◆ **EXERCISE DIRECTIONS**
Count the lines in the entries below that contain the string "house". Reply with that number only.

###

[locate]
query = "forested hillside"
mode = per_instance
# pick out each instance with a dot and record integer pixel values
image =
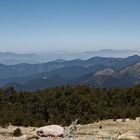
(61, 105)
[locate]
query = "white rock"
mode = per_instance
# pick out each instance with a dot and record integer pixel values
(50, 131)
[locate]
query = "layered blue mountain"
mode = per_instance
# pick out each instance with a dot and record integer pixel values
(96, 71)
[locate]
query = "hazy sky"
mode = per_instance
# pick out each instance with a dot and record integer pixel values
(81, 25)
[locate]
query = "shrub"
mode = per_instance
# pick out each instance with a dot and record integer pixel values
(17, 132)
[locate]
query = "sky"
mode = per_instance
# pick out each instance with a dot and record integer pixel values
(39, 26)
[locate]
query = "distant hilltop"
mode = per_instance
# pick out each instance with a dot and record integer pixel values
(9, 58)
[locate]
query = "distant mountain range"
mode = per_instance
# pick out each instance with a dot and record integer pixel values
(14, 58)
(96, 71)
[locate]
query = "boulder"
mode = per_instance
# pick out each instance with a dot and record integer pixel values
(50, 131)
(131, 135)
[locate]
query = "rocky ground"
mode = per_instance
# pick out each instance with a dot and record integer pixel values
(103, 130)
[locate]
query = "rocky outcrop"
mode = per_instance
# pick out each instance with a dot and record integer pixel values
(131, 135)
(50, 131)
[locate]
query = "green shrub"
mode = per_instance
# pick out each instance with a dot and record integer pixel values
(17, 132)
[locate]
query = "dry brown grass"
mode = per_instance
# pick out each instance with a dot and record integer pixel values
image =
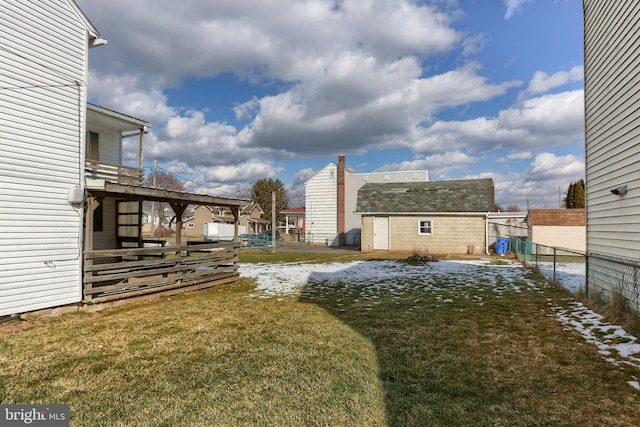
(330, 357)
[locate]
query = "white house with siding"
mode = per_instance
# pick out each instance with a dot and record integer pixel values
(331, 197)
(43, 75)
(612, 148)
(321, 205)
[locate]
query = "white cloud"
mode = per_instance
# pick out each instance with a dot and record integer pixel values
(286, 40)
(522, 155)
(436, 164)
(539, 122)
(513, 7)
(549, 166)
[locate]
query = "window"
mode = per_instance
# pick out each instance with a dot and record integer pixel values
(425, 227)
(93, 146)
(98, 218)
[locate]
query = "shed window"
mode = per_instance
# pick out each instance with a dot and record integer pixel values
(93, 146)
(425, 227)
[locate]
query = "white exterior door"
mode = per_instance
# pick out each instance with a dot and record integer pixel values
(381, 233)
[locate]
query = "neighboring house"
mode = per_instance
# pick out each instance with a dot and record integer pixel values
(61, 167)
(43, 64)
(249, 217)
(612, 118)
(512, 224)
(560, 228)
(434, 217)
(295, 219)
(330, 201)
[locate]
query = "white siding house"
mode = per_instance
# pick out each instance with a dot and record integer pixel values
(321, 204)
(612, 117)
(43, 74)
(355, 181)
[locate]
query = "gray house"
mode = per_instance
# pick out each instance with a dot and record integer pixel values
(435, 217)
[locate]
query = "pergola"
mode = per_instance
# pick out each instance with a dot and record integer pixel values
(111, 274)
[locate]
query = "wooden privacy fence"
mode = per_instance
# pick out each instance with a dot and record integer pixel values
(122, 273)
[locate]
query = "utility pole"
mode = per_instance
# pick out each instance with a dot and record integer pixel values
(153, 204)
(273, 220)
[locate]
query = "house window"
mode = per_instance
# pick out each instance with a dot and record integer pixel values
(425, 227)
(93, 146)
(98, 218)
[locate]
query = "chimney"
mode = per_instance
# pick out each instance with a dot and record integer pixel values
(341, 218)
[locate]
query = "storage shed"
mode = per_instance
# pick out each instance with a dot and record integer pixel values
(560, 228)
(435, 217)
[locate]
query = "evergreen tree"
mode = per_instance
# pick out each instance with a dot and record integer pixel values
(261, 193)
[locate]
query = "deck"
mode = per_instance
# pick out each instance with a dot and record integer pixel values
(121, 273)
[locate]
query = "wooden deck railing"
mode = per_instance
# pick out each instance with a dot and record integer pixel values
(113, 173)
(123, 273)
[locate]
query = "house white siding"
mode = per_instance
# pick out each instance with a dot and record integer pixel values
(612, 96)
(42, 101)
(321, 205)
(109, 144)
(559, 236)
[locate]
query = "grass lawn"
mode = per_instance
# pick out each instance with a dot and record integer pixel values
(325, 357)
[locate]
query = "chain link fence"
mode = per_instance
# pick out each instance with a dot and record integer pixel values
(598, 276)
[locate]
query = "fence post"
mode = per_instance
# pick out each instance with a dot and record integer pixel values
(586, 275)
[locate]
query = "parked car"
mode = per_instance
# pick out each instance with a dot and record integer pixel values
(250, 240)
(269, 235)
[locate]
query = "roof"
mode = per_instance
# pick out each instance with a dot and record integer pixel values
(294, 211)
(110, 119)
(94, 35)
(456, 196)
(556, 217)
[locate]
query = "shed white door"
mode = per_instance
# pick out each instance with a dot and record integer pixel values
(381, 233)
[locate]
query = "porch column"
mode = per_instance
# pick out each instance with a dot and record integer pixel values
(92, 203)
(141, 150)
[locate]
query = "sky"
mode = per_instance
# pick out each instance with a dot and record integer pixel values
(371, 282)
(239, 91)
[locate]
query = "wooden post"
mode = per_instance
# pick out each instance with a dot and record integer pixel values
(92, 203)
(179, 209)
(273, 220)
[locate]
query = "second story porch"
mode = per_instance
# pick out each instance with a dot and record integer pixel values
(109, 135)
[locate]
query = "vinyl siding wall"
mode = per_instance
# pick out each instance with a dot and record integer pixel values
(450, 234)
(354, 181)
(612, 96)
(42, 101)
(567, 237)
(321, 206)
(109, 145)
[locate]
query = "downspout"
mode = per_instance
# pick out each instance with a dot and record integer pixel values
(486, 234)
(341, 196)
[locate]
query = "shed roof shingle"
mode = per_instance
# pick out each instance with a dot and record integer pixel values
(469, 195)
(556, 217)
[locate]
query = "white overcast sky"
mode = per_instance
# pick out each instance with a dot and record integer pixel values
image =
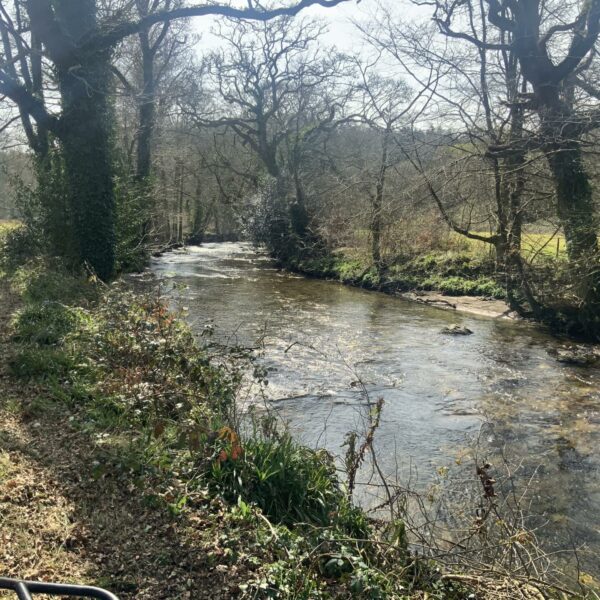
(341, 32)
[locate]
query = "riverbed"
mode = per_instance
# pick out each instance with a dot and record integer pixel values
(331, 350)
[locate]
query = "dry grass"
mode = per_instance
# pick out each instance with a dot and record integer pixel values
(64, 518)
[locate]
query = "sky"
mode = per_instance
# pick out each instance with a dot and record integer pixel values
(341, 32)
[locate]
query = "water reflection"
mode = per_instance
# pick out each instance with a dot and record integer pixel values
(321, 339)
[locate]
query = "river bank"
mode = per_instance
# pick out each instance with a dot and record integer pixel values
(122, 465)
(453, 281)
(110, 475)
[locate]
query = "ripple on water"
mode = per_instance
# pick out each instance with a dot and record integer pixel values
(332, 349)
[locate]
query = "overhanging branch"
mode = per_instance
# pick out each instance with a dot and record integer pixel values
(111, 37)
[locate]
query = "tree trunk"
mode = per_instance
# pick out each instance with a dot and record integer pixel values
(574, 199)
(146, 111)
(85, 137)
(376, 218)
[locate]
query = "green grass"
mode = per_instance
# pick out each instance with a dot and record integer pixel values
(128, 370)
(533, 245)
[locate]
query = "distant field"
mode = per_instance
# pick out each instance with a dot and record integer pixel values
(9, 223)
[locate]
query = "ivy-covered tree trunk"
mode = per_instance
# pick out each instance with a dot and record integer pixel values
(86, 140)
(574, 201)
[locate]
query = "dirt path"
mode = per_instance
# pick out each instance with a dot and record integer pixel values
(69, 513)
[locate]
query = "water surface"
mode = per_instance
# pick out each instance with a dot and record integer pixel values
(325, 344)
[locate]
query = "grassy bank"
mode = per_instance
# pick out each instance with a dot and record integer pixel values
(449, 272)
(123, 464)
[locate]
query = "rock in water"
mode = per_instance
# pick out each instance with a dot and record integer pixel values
(581, 357)
(456, 330)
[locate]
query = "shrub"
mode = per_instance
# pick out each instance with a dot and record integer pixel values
(41, 363)
(289, 482)
(47, 323)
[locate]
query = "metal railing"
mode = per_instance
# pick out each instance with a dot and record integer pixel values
(25, 589)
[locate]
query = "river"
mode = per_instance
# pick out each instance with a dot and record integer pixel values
(325, 344)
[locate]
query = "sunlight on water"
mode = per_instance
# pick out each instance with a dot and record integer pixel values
(324, 341)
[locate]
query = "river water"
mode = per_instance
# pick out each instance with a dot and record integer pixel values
(325, 344)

###

◆ **REPLY TO THE TASK**
6